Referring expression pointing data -
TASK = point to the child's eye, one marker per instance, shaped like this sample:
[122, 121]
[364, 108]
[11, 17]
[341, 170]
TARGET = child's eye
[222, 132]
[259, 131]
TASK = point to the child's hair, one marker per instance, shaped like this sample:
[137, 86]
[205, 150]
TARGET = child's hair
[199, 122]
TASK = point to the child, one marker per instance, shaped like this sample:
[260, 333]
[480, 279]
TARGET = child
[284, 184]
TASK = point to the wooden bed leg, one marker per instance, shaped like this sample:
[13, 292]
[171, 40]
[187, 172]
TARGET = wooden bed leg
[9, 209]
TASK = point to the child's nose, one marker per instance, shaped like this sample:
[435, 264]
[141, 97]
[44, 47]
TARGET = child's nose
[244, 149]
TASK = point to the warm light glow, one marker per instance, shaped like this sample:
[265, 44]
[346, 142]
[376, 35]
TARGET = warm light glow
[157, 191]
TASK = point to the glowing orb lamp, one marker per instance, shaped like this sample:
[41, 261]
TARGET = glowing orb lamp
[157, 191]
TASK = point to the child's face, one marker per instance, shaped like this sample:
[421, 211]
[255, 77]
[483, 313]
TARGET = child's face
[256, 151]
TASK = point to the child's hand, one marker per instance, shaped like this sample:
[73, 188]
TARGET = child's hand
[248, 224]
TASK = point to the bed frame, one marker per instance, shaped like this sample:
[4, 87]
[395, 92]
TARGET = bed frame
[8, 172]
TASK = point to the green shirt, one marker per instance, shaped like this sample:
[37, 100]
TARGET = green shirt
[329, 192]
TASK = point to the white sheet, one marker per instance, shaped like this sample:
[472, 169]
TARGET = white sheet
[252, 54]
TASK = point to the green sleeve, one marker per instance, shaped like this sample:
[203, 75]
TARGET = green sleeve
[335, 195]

PROBLEM - Go through the records and set every one down exactly.

ANSWER SPACE -
TASK = point to the child's eye, one marker per instance, shaped like this sample:
[122, 121]
[364, 108]
[11, 17]
[341, 170]
TARGET = child's eye
[222, 132]
[259, 131]
TASK = point to the child's hair, one marker per instance, shaped like this sample:
[137, 86]
[205, 150]
TARGET = child's hair
[199, 122]
TASK = point to the child, one marker per instance, shaped like this sample:
[260, 333]
[480, 279]
TARGET = child
[284, 184]
TASK = point to the wooden bed leg, one marker per instance, shaped like this sample:
[13, 292]
[171, 40]
[187, 172]
TARGET = wooden bed leg
[9, 209]
TASK = point to the child's nose, one marker per instance, shaped like this sample:
[435, 264]
[141, 97]
[44, 47]
TARGET = child's nose
[244, 149]
TASK = point to the warm light glow, one marker per instance, shaped like this sample:
[265, 44]
[346, 142]
[376, 35]
TARGET = warm light glow
[157, 191]
TASK = point to the glowing orb lamp, one marker per instance, shaped like this sample:
[41, 261]
TARGET = glowing orb lamp
[157, 191]
TASK = point to the child's face, one marker per instance, shaped like this sample:
[421, 211]
[255, 77]
[483, 313]
TARGET = child's face
[256, 151]
TASK = point to the child's hand, one marker per instance, shaped like this sample:
[73, 188]
TARGET = child's hand
[248, 224]
TASK = point to the bed frame, one marker per instance, shaped like this sample:
[4, 87]
[395, 92]
TARGET = bed frame
[8, 172]
TASK = point to the green shirt, one marker per instance, shaped like this sample:
[37, 100]
TARGET = green shirt
[329, 192]
TASK = point to the white sheet, one marker per instance, shaped like this sample:
[472, 169]
TARGET = white sheet
[252, 54]
TASK = point to the green sleeve, one marker per instance, shaped like this sample:
[203, 75]
TARGET = green sleeve
[335, 195]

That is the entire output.